-- TEKSTFRAGMENT --
────────────────

De eind vorige maand uit een rechtszaal verwijderde strafadvocaat Popescu heeft zijn gram gehaald: zijn poging tot wraking van de meervoudige strafkamer is gehonoreerd door de wrakingskamer van de Rechtbank Zeeland-West-Brabant. ‘De vrees voor vooringenomenheid bij de strafkamer is naar het oordeel van de wrakingskamer gerechtvaardigd.’
Tijdens de betreffende zitting in de rechtbank te Breda op 19 februari stond Popescu een verdachte van een zedendelict bij, die zelf echter niet aanwezig was bij de behandeling van zijn zaak. Er ontstond onenigheid tussen advocaat en rechters toen er geen akte van uitreiking van de oproeping van de verdachte in het strafdossier bleek te zitten en dat er bovendien geen oproepingsbrief naar de verdachte – zonder vaste woon- of verblijfplaats – was gestuurd.
Hierop ontstond een verhitte discussie over de geldigheid van de oproeping, waarin de voorzitter erop stond de behandeling voort te zetten, omdat Popescu namens zijn cliënt gemachtigd was. Dit was volgens de advocaat in strijd met jurisprudentie: hij verzocht vervolgens de zaak aan te laten houden – wel op andere, inhoudelijke gronden waaronder een fout in het proces-verbaal –, wat door de rechter echter direct werd afgewezen, zonder de motivatie voor aanhouding te hebben aangehoord. Reden voor Popescu om de voltallige, volgens hem vooringenomen strafkamer te wraken, nadat hem twee keer door de voorzitter was gezegd: “U moet niet steeds door de voorzitter en mij heen praten.”

────────────────

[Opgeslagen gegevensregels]
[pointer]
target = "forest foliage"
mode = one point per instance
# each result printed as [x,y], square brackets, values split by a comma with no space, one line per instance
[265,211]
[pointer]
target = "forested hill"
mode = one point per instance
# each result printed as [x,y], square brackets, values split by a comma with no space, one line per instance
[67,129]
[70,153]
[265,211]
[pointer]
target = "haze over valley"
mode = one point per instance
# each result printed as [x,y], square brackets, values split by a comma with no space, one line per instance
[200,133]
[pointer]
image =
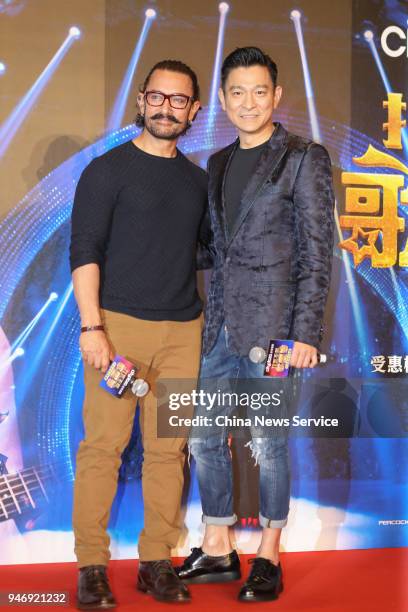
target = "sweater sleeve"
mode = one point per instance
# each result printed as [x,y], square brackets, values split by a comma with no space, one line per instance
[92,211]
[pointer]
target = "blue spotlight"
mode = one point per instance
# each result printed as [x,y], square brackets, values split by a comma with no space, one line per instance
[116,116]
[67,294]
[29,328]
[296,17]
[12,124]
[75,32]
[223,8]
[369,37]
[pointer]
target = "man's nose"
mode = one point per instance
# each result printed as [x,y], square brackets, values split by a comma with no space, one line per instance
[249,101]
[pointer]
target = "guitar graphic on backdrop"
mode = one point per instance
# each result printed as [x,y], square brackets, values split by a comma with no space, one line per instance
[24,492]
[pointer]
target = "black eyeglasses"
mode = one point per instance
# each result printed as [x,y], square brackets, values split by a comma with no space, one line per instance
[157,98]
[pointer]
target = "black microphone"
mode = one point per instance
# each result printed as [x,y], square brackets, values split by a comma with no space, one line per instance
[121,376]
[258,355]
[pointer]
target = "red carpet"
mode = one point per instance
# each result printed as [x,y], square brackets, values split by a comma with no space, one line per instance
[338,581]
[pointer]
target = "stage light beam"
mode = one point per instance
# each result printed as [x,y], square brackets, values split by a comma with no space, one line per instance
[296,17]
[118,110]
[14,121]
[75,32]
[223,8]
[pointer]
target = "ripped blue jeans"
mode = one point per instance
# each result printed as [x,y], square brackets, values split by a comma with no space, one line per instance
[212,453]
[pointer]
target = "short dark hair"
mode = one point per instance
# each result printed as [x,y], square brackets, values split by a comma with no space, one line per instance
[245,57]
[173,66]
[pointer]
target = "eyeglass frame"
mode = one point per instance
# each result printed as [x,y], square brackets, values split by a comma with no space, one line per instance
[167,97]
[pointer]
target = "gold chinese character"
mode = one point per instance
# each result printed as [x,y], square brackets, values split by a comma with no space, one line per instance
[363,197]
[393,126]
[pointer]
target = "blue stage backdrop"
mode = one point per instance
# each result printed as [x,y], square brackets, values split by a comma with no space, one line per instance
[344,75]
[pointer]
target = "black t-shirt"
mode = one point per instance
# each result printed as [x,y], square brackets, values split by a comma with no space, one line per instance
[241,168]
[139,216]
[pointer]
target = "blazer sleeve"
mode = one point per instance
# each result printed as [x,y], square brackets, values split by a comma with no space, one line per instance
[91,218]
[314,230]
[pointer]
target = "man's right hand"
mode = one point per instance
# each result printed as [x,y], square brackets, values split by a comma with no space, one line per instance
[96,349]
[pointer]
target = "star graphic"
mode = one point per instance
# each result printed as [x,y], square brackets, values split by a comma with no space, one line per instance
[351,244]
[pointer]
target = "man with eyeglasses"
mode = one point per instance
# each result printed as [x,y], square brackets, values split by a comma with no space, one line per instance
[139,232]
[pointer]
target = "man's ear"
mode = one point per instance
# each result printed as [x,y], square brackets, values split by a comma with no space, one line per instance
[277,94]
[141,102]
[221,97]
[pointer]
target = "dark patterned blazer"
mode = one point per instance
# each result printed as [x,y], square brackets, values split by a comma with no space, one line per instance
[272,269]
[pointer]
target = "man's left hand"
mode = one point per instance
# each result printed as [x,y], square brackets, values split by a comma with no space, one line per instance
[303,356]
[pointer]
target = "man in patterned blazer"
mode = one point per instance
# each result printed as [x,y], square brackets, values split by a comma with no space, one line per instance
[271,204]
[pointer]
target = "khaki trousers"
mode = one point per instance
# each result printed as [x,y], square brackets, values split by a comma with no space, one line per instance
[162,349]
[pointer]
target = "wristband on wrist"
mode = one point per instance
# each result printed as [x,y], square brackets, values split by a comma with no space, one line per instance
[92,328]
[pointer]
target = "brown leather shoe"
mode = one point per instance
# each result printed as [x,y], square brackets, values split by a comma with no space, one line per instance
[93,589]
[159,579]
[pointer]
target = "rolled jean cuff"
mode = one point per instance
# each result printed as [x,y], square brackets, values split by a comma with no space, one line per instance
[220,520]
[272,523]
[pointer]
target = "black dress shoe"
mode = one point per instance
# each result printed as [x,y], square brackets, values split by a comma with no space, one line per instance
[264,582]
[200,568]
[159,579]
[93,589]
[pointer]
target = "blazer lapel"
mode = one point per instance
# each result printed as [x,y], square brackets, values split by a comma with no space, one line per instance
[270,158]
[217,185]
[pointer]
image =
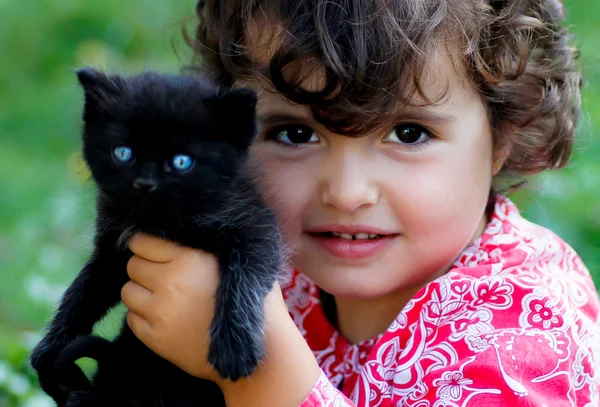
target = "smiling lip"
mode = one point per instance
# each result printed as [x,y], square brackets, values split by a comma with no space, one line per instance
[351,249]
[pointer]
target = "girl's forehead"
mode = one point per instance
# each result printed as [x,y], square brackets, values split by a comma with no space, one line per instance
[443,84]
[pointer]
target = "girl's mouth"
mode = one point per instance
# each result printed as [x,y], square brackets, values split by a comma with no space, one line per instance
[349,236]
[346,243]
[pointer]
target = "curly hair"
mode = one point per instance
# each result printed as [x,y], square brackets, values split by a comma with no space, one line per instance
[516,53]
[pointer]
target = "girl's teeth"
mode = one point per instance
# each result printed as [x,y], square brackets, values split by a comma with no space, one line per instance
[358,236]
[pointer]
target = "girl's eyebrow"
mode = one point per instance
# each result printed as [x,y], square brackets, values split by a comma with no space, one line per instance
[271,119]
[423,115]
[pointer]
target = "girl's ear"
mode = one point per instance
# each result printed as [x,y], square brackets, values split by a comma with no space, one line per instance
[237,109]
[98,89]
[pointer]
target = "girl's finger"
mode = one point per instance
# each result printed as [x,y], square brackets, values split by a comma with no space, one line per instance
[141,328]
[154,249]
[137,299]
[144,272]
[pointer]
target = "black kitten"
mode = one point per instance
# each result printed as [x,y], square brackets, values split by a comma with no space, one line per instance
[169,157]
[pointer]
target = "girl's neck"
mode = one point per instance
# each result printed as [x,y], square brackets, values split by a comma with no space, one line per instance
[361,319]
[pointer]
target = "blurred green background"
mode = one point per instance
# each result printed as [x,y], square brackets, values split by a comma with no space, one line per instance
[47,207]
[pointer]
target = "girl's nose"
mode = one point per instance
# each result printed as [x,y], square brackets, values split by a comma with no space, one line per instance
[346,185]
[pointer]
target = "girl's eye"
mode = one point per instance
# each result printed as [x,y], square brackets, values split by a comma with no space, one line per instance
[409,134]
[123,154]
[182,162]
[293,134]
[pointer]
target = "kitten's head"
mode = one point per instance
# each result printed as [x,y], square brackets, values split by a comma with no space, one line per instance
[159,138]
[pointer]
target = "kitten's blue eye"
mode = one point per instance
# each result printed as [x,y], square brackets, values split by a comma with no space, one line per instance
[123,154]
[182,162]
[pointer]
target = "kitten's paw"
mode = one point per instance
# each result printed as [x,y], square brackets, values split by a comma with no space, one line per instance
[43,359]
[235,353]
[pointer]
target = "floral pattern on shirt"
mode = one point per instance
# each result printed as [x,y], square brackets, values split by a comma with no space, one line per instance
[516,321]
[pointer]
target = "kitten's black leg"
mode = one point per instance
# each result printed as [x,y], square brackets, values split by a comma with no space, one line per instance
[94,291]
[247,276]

────────────────

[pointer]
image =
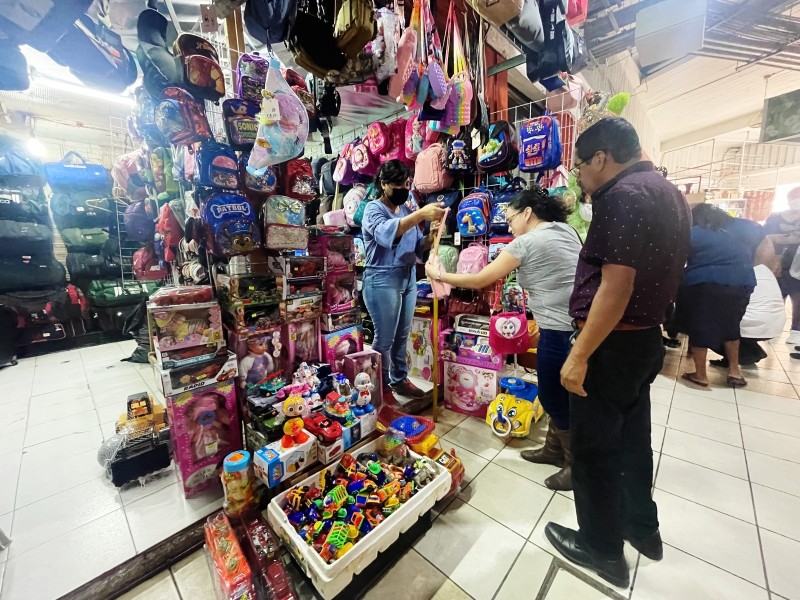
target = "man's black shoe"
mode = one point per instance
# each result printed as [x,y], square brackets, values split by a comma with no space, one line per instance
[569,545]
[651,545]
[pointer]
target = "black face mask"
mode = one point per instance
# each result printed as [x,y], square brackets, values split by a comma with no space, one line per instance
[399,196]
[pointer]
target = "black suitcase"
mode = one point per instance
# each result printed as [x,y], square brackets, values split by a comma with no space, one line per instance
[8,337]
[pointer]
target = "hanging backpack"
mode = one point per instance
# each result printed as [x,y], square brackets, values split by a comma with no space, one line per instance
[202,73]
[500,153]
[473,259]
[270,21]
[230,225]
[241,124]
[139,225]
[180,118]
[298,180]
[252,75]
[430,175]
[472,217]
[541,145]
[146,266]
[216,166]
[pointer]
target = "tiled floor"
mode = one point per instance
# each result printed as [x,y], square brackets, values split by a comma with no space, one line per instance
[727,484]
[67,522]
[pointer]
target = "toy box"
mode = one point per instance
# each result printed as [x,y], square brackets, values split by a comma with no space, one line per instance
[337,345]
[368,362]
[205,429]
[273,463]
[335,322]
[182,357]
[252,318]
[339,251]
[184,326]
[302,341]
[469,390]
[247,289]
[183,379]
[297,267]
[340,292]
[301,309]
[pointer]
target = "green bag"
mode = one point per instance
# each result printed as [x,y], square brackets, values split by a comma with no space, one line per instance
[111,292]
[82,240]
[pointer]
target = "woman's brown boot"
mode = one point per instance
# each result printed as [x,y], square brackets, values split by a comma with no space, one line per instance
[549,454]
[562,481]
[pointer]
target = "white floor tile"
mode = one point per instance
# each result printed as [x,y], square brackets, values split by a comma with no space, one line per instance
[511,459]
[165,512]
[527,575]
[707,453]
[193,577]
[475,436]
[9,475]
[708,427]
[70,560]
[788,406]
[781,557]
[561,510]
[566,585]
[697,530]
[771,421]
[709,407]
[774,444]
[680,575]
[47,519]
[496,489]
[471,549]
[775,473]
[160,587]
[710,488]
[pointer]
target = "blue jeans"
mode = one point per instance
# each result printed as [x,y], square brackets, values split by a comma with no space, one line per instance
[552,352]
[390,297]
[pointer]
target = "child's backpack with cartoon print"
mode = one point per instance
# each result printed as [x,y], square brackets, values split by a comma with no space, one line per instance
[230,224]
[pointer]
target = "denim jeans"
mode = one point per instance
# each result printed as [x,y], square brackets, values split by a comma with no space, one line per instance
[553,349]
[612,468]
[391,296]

────────────────

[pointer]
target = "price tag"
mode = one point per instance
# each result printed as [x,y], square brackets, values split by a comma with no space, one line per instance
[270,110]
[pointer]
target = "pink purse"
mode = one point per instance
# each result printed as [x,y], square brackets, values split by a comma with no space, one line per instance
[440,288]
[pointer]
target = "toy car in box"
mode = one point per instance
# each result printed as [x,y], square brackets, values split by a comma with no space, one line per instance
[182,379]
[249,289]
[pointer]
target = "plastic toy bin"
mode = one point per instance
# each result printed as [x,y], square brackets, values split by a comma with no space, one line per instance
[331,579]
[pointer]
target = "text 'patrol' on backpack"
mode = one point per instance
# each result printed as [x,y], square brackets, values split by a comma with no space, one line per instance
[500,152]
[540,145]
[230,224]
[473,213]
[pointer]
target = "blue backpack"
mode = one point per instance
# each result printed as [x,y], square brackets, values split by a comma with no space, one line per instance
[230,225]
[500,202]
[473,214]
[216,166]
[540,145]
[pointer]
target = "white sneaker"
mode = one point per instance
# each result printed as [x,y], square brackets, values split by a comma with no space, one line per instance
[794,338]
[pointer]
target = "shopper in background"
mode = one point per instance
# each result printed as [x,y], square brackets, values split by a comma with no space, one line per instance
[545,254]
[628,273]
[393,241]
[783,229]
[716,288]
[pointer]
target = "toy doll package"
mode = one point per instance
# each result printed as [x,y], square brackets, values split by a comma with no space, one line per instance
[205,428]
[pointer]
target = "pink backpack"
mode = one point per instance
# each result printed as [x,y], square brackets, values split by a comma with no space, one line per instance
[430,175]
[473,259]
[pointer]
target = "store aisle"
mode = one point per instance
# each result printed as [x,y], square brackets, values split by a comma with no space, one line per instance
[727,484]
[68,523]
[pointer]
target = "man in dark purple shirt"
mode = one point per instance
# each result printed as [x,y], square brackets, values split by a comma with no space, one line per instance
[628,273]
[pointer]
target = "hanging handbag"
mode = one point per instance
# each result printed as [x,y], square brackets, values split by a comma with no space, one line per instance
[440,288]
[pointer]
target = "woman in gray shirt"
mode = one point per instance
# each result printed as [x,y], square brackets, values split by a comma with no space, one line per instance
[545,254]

────────────────

-- OPDRACHTEN --
**a.** Op welke datum vond volgens het tekstfragment de zitting in de rechtbank te Breda plaats?
**b.** Citeer uit het tekstfragment letterlijk het deel van "De eind vorige" tot en met "verblijfplaats – was gestuurd.".

-- ANTWOORDEN --
**a.** Op 19 februari.

**b.**
De eind vorige maand uit een rechtszaal verwijderde strafadvocaat Popescu heeft zijn gram gehaald: zijn poging tot wraking van de meervoudige strafkamer is gehonoreerd door de wrakingskamer van de Rechtbank Zeeland-West-Brabant. ‘De vrees voor vooringenomenheid bij de strafkamer is naar het oordeel van de wrakingskamer gerechtvaardigd.’
Tijdens de betreffende zitting in de rechtbank te Breda op 19 februari stond Popescu een verdachte van een zedendelict bij, die zelf echter niet aanwezig was bij de behandeling van zijn zaak. Er ontstond onenigheid tussen advocaat en rechters toen er geen akte van uitreiking van de oproeping van de verdachte in het strafdossier bleek te zitten en dat er bovendien geen oproepingsbrief naar de verdachte – zonder vaste woon- of verblijfplaats – was gestuurd.